● STORED RECORDS:
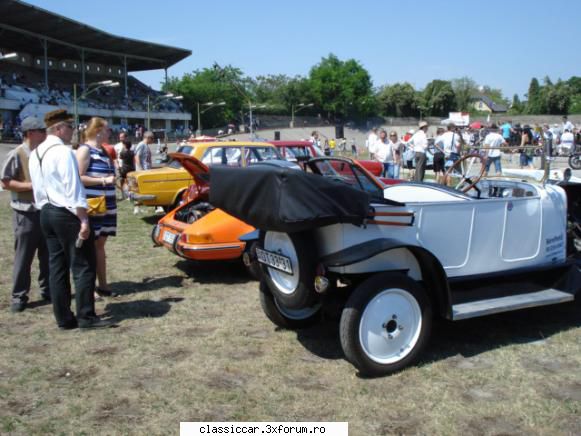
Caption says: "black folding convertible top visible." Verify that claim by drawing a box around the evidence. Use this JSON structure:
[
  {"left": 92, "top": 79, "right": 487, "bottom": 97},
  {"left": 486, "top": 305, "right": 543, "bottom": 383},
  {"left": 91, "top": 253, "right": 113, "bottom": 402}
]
[{"left": 210, "top": 165, "right": 370, "bottom": 233}]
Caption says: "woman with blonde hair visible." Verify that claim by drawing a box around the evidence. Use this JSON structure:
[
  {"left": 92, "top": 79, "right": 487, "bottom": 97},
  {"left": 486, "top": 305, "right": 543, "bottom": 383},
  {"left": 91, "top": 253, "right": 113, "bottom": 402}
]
[{"left": 76, "top": 117, "right": 117, "bottom": 297}]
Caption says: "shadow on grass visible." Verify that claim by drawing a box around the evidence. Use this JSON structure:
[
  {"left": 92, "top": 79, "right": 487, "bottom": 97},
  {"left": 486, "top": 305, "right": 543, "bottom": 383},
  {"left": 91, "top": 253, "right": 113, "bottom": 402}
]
[
  {"left": 176, "top": 260, "right": 254, "bottom": 285},
  {"left": 140, "top": 215, "right": 165, "bottom": 225},
  {"left": 105, "top": 297, "right": 184, "bottom": 323},
  {"left": 297, "top": 301, "right": 581, "bottom": 374},
  {"left": 111, "top": 276, "right": 184, "bottom": 295}
]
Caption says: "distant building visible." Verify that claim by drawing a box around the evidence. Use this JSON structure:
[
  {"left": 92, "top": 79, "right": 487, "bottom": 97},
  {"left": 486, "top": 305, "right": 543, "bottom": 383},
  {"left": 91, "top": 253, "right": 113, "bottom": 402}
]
[{"left": 473, "top": 95, "right": 508, "bottom": 114}]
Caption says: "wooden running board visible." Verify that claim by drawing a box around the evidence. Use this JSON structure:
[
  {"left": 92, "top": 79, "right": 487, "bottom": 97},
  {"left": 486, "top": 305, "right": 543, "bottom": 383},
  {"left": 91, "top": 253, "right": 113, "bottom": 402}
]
[{"left": 452, "top": 289, "right": 575, "bottom": 321}]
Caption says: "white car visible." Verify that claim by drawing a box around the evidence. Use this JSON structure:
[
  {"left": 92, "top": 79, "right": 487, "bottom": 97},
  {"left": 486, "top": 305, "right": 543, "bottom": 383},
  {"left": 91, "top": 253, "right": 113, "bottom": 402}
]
[{"left": 210, "top": 156, "right": 581, "bottom": 375}]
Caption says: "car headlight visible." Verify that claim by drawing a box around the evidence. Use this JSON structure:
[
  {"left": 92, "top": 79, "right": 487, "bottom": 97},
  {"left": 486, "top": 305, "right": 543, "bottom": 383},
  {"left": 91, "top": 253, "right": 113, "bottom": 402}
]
[
  {"left": 182, "top": 233, "right": 214, "bottom": 244},
  {"left": 127, "top": 177, "right": 137, "bottom": 191},
  {"left": 151, "top": 224, "right": 161, "bottom": 246}
]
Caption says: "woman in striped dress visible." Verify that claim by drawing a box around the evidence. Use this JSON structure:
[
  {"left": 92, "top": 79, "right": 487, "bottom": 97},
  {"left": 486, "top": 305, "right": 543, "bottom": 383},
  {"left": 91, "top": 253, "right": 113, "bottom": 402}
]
[{"left": 76, "top": 117, "right": 117, "bottom": 297}]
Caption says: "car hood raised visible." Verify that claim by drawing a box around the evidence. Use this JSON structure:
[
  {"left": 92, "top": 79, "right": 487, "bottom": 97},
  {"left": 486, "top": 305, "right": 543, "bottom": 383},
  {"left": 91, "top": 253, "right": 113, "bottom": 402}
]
[{"left": 169, "top": 153, "right": 210, "bottom": 187}]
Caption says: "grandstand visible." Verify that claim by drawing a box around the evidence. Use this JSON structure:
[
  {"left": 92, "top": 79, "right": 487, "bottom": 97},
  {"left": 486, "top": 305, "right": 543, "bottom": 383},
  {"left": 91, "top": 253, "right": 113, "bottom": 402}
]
[{"left": 0, "top": 0, "right": 191, "bottom": 137}]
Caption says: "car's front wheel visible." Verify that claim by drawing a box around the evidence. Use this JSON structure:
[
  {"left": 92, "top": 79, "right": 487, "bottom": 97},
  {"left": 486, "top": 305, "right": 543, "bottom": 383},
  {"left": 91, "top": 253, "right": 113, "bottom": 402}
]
[
  {"left": 259, "top": 281, "right": 321, "bottom": 330},
  {"left": 262, "top": 231, "right": 317, "bottom": 309},
  {"left": 340, "top": 273, "right": 432, "bottom": 376}
]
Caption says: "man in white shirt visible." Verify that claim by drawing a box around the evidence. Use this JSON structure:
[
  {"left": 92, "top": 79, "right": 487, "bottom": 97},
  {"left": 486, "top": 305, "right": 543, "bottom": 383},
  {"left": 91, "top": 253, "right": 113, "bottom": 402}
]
[
  {"left": 482, "top": 124, "right": 508, "bottom": 175},
  {"left": 135, "top": 130, "right": 155, "bottom": 171},
  {"left": 29, "top": 109, "right": 111, "bottom": 330},
  {"left": 365, "top": 127, "right": 379, "bottom": 159},
  {"left": 436, "top": 123, "right": 463, "bottom": 169},
  {"left": 559, "top": 130, "right": 575, "bottom": 156},
  {"left": 0, "top": 117, "right": 50, "bottom": 312},
  {"left": 561, "top": 115, "right": 575, "bottom": 132},
  {"left": 115, "top": 131, "right": 127, "bottom": 168},
  {"left": 409, "top": 121, "right": 428, "bottom": 182}
]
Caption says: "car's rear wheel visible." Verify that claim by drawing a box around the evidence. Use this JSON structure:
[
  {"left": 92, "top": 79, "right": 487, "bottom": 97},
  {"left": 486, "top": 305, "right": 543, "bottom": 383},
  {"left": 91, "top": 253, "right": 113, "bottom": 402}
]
[
  {"left": 569, "top": 153, "right": 581, "bottom": 170},
  {"left": 242, "top": 241, "right": 262, "bottom": 280},
  {"left": 340, "top": 273, "right": 432, "bottom": 376},
  {"left": 259, "top": 281, "right": 321, "bottom": 330},
  {"left": 262, "top": 231, "right": 317, "bottom": 309}
]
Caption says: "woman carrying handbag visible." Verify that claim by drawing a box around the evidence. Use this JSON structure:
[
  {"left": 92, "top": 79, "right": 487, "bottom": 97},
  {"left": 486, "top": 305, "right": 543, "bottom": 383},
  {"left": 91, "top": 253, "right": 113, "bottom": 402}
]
[{"left": 76, "top": 117, "right": 117, "bottom": 298}]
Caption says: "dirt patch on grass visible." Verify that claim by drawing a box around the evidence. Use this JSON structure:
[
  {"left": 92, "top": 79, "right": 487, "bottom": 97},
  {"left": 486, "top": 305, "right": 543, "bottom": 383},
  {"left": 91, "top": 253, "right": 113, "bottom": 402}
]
[
  {"left": 182, "top": 326, "right": 216, "bottom": 338},
  {"left": 88, "top": 346, "right": 119, "bottom": 356},
  {"left": 2, "top": 399, "right": 33, "bottom": 416},
  {"left": 465, "top": 416, "right": 534, "bottom": 436},
  {"left": 93, "top": 398, "right": 142, "bottom": 422},
  {"left": 545, "top": 382, "right": 581, "bottom": 402},
  {"left": 202, "top": 371, "right": 248, "bottom": 390},
  {"left": 377, "top": 416, "right": 422, "bottom": 436},
  {"left": 48, "top": 366, "right": 100, "bottom": 383},
  {"left": 160, "top": 348, "right": 192, "bottom": 362}
]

● SET PROBLEM:
Count the lines in the listing above that contain the string "grass". Reply with the number only.

● RIGHT ANSWER:
2